[PROBLEM TO WORK ON] Locate each line below that contains the string "walking", and copy those lines in full.

[TASK INPUT]
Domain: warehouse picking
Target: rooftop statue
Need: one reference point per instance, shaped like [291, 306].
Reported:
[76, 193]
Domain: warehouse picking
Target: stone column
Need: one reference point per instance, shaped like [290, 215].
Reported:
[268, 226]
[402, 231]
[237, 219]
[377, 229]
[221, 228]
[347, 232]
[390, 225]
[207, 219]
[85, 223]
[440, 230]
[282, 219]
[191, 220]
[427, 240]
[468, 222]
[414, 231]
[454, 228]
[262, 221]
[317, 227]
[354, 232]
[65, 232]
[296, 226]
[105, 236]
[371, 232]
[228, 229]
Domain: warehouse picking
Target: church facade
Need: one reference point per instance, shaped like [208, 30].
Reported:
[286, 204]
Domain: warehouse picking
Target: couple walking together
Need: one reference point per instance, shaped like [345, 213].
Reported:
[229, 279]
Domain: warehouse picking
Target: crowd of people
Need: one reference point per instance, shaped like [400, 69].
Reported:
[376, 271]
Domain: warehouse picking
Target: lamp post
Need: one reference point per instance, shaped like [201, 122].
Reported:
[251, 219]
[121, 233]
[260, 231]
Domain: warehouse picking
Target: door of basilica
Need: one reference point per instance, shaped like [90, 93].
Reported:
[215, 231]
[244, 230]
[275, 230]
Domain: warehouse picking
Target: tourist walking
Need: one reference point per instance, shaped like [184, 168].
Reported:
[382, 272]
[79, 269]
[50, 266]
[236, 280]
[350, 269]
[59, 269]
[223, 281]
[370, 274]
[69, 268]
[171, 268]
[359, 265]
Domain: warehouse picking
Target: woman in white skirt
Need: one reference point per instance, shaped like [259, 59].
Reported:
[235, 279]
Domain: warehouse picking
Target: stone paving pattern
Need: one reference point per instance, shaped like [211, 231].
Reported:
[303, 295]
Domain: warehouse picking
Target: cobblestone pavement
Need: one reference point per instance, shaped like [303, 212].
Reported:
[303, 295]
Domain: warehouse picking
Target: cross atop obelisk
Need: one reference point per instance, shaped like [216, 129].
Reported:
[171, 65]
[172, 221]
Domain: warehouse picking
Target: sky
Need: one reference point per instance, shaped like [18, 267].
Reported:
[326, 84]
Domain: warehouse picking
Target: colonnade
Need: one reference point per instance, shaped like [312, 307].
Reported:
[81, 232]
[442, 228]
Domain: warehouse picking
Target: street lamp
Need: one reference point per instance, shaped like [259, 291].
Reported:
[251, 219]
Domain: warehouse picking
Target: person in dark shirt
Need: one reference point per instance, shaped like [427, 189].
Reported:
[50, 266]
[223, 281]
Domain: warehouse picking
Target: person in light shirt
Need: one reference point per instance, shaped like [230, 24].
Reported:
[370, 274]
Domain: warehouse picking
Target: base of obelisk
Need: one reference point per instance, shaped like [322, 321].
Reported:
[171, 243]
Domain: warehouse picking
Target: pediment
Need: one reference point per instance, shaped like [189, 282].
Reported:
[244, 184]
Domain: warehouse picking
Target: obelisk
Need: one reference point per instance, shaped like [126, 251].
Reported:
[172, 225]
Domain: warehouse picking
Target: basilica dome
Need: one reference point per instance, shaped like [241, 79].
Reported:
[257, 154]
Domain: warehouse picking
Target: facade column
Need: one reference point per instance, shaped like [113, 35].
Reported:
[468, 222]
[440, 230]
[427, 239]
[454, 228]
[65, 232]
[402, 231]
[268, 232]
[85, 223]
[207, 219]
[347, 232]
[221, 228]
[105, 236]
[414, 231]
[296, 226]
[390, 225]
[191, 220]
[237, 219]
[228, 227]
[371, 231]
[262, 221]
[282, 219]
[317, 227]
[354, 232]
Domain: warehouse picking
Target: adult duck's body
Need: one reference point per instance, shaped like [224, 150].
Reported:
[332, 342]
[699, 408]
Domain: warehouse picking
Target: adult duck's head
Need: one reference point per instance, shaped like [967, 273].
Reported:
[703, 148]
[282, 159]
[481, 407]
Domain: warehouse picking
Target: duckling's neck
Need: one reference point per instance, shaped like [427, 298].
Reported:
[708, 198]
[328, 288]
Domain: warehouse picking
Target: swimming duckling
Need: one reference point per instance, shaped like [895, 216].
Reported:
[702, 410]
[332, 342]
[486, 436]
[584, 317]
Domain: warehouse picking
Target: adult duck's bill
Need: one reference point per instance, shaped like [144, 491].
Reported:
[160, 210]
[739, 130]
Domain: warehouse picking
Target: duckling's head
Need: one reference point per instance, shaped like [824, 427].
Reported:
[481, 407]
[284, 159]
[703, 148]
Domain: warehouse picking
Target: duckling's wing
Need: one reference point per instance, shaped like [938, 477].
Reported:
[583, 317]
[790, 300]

[SOLUTION TO THE PROBLEM]
Target: couple walking together
Target: tourist walking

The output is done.